● Paginafragment:
===

Stel je eens de meest perfecte omstandigheden voor; waar je bent, hoe je je voelt, met wie je daar bent en hoe je in het leven staat: bijvoorbeeld welke baan je hebt en wat je verdient. Waar denk je dan aan? Ik ga er van uit dat bij de meerderheid een aantal elementen in dit plaatje zitten, waaronder: directe familie, een partner, liefde, de natuur en een goede economische basis. Oftewel, de drie kernwaardes: sociaal, ecologisch en economisch. Bovendien staat in deze verbeelding waarschijnlijk ook helemaal niet je salaris centraal, maar veel meer de voldoening die je haalt uit je vrienden, je omgeving en uit hetgeen wat je doet. Waarde, dus, heeft meerdere gezichten.
In het afgelopen half jaar ben ik – samen met collega’s Marijn en Cécile – in het concept van waardecreatie gedoken. Dit werd afgetrapt met een blog (zie ‘Het Economisch Beloofde Land’). Hierin zijn we op ontdekkingsreis gegaan wat waarde nu precies inhoudt en concludeerde we dat waarde veel verder gaat dan economische groei (voor jezelf of van de economie) en dat het meten daarvan – middels het BBP – niet zo’n goede proxy is voor het creëren van waarde. Dat is op zichzelf niet zo’n nieuw inzicht. Echter, als we geen waarde creëren met een positief resultaat op onze winst- en verliesrekening, wanneer dan wel?

===

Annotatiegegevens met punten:
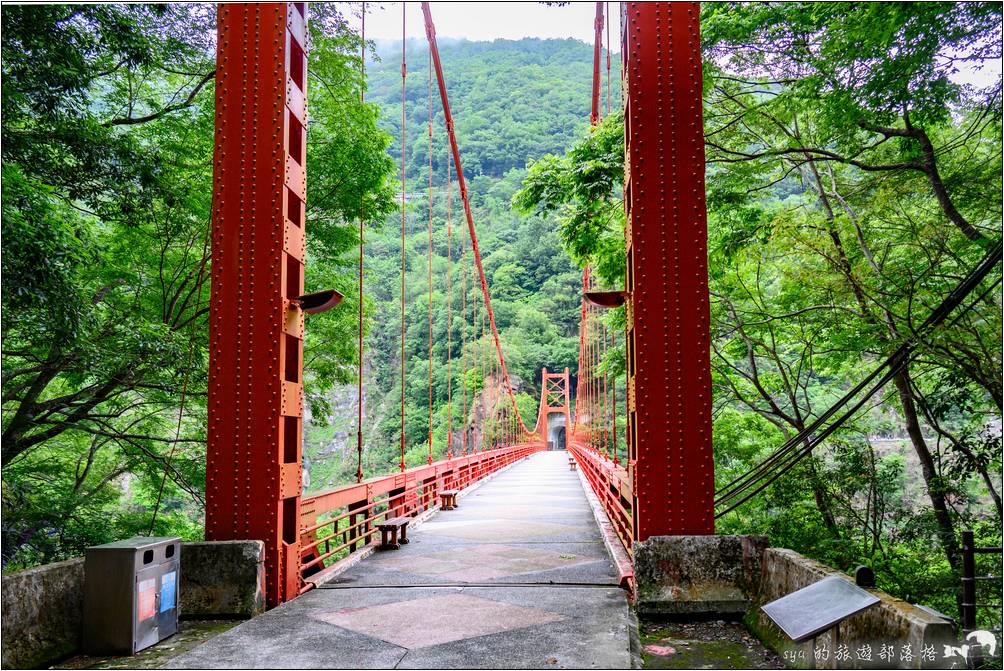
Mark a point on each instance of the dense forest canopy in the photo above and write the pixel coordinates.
(851, 183)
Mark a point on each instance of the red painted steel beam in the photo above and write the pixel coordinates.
(253, 474)
(669, 363)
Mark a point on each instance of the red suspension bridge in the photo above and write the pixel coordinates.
(546, 549)
(660, 481)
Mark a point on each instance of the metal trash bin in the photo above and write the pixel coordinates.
(131, 594)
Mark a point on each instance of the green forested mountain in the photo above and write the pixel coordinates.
(512, 101)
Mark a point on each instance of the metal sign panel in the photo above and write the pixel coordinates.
(818, 607)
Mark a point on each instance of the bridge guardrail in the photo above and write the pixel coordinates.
(344, 518)
(611, 484)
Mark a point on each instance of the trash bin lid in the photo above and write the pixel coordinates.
(137, 542)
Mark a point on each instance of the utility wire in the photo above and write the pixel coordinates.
(785, 457)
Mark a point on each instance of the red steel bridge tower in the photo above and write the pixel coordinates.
(253, 472)
(669, 344)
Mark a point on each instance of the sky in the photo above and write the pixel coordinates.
(491, 20)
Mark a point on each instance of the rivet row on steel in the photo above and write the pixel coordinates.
(669, 371)
(255, 387)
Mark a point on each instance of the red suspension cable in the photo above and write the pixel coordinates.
(358, 402)
(404, 71)
(429, 260)
(449, 318)
(431, 34)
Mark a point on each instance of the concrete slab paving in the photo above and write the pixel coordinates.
(516, 577)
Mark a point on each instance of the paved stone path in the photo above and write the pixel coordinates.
(516, 577)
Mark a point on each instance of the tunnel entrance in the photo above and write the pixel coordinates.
(556, 431)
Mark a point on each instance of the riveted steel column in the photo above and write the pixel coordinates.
(669, 369)
(253, 475)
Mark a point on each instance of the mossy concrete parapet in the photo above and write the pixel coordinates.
(695, 575)
(905, 629)
(223, 579)
(43, 607)
(41, 614)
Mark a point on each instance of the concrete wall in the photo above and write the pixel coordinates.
(41, 614)
(893, 622)
(698, 574)
(710, 575)
(43, 607)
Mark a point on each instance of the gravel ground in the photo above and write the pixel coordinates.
(191, 634)
(715, 644)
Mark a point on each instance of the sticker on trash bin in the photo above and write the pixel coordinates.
(147, 600)
(168, 592)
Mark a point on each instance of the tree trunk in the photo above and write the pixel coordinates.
(936, 491)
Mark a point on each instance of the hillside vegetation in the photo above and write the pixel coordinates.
(851, 183)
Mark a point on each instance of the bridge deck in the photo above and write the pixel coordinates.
(517, 577)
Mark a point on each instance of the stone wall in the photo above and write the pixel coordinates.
(43, 607)
(893, 622)
(223, 579)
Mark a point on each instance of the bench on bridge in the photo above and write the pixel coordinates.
(389, 532)
(448, 499)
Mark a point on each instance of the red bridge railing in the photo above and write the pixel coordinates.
(611, 484)
(335, 523)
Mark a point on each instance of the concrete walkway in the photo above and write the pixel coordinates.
(516, 577)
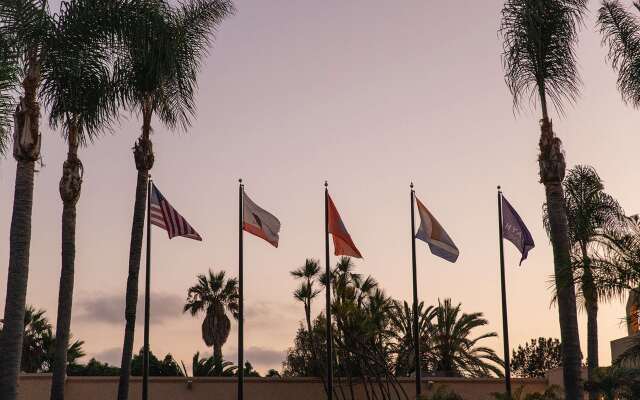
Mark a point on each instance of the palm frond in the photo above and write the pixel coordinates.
(539, 56)
(621, 34)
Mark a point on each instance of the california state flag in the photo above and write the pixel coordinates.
(435, 236)
(342, 243)
(259, 222)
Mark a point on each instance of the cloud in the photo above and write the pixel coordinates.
(111, 356)
(109, 308)
(263, 315)
(260, 357)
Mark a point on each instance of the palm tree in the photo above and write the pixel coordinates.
(591, 214)
(401, 331)
(157, 68)
(621, 32)
(306, 292)
(77, 89)
(539, 59)
(38, 345)
(216, 296)
(211, 366)
(454, 351)
(8, 78)
(28, 22)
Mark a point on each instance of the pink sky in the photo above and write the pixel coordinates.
(369, 95)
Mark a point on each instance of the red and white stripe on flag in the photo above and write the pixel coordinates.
(164, 216)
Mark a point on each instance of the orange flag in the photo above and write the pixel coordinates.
(342, 243)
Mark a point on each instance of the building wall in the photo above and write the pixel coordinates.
(36, 387)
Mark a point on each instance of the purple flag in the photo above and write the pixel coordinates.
(515, 231)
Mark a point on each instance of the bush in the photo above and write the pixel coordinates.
(551, 393)
(442, 393)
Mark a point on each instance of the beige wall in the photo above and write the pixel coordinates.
(36, 387)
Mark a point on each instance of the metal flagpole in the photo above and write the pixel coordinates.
(241, 294)
(416, 330)
(505, 320)
(147, 299)
(328, 295)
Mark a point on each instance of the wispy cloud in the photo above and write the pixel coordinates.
(112, 355)
(109, 308)
(260, 356)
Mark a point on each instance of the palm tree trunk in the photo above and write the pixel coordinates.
(143, 154)
(591, 305)
(307, 312)
(592, 344)
(552, 170)
(26, 151)
(70, 187)
(217, 353)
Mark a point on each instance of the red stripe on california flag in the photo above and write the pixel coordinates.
(254, 230)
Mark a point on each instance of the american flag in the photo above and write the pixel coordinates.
(167, 218)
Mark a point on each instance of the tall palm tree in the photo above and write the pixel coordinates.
(211, 366)
(8, 78)
(591, 214)
(215, 295)
(454, 351)
(621, 33)
(158, 68)
(307, 292)
(38, 345)
(28, 22)
(539, 59)
(77, 89)
(401, 330)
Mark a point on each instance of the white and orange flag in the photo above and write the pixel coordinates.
(435, 236)
(342, 243)
(259, 222)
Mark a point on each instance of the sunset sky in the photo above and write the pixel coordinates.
(369, 95)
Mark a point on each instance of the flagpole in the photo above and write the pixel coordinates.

===

Herschrijf de alinea uit de tekst over waardecreatie hierboven die begint met "In het afgelopen half jaar" als een kortere alinea, en behoud daarbij de belangrijkste feiten.

Het afgelopen halfjaar heb ik met collega's Marijn en Cécile het concept van waardecreatie onderzocht, te beginnen met de blog 'Het Economisch Beloofde Land'. Onze conclusie was dat waarde veel verder reikt dan economische groei en dat het BBP daarvoor geen goede maatstaf is. Dat inzicht is niet nieuw, maar het roept de vraag op wanneer we wél waarde creëren, als dat niet gebeurt met een positief resultaat op de winst- en verliesrekening.